| Input data |
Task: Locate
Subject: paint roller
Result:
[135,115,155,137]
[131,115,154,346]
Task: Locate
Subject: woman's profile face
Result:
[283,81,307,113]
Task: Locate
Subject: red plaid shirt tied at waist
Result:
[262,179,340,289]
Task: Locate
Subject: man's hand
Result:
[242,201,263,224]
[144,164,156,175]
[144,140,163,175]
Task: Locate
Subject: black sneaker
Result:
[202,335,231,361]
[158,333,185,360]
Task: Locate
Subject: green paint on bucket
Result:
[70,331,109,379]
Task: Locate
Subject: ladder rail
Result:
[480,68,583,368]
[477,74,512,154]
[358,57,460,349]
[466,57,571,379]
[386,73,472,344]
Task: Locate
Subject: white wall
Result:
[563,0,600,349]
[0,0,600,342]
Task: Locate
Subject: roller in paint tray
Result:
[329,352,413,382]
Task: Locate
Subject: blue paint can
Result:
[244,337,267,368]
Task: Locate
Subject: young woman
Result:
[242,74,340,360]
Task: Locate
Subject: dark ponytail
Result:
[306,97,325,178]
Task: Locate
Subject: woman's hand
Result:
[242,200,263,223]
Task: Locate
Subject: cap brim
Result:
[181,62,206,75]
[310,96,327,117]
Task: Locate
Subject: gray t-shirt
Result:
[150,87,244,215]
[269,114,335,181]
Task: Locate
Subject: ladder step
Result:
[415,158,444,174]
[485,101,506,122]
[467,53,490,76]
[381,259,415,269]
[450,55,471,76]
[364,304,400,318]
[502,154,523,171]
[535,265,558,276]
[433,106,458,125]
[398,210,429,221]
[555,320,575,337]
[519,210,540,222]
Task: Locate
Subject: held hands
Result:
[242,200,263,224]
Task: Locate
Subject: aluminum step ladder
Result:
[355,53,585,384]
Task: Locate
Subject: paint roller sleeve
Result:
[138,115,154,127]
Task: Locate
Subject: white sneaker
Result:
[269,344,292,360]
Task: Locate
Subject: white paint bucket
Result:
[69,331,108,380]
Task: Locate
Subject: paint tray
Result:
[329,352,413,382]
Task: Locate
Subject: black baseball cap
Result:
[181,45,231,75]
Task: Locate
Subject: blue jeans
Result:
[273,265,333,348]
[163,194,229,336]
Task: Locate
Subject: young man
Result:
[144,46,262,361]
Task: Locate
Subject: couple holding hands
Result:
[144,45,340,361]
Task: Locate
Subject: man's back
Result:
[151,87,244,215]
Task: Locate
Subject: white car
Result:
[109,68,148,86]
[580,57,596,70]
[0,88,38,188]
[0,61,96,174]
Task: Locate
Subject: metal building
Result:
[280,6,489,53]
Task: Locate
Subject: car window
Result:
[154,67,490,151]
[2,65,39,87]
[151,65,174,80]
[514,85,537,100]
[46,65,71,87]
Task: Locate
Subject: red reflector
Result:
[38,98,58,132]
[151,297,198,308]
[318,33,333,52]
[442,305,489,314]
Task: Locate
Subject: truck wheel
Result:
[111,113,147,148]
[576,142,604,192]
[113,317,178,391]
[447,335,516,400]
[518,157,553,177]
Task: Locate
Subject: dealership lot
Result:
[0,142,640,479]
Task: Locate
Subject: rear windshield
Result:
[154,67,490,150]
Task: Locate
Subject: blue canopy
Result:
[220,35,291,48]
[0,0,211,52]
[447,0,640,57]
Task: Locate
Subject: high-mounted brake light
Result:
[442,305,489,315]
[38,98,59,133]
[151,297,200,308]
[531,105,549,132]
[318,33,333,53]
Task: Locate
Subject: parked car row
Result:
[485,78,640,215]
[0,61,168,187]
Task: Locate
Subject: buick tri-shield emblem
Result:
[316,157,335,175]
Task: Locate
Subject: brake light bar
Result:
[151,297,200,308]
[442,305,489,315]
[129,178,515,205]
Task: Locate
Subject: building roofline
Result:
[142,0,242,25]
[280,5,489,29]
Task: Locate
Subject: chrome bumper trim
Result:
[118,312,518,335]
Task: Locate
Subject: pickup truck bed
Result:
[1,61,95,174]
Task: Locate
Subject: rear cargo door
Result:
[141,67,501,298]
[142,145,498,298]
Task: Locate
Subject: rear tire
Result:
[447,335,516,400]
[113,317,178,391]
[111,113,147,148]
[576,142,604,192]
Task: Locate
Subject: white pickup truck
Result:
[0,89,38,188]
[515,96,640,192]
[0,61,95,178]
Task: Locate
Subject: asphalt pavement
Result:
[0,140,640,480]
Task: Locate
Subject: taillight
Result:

| Exercise |
Find every line of the data that contains the string "bucket" and copy each one out, matching case.

| Final result |
Subject: green paint on bucket
Subject: white paint bucket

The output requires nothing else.